> Dataset extract
++++++++
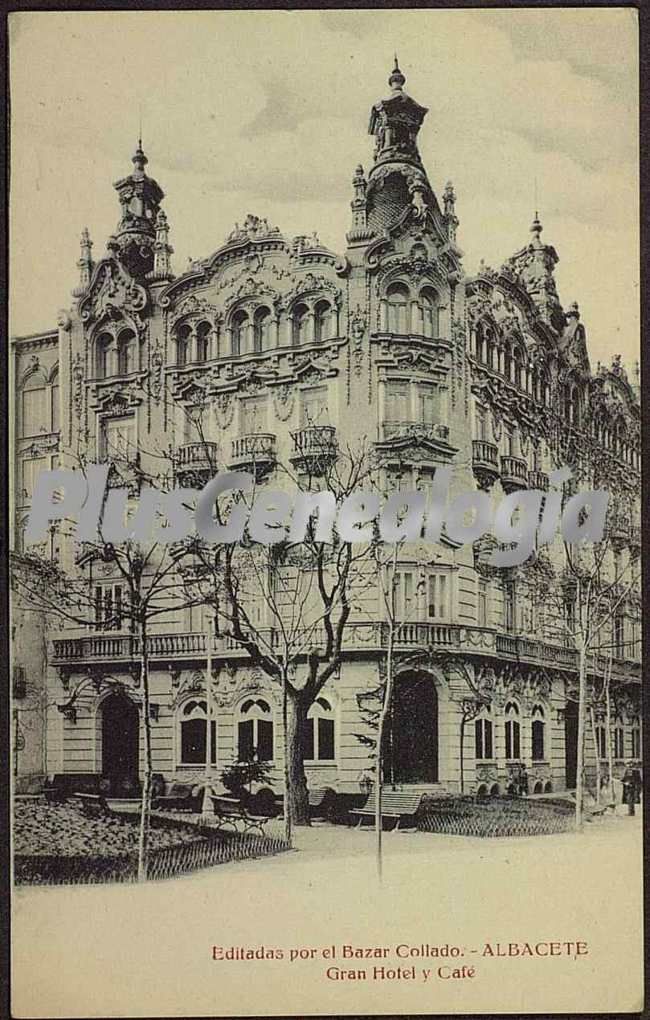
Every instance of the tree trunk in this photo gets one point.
++++++++
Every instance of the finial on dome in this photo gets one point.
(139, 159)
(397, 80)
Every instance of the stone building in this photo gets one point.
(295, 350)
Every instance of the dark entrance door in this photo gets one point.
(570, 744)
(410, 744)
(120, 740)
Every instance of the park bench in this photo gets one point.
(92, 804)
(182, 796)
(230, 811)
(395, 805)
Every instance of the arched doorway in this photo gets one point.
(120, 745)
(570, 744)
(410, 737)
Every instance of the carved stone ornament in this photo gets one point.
++++++++
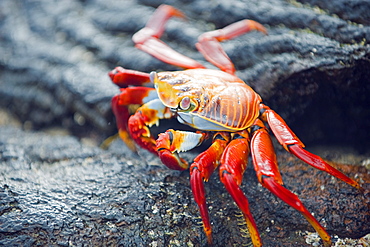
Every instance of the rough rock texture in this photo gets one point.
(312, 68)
++++++++
Locate each line in the rows above that contains the word "stone" and copy it out in full; treat the match as case-sensitive.

Every instance of the stone building in this photo gets one point.
Every instance of the carved stone ornament in this photo gets one point.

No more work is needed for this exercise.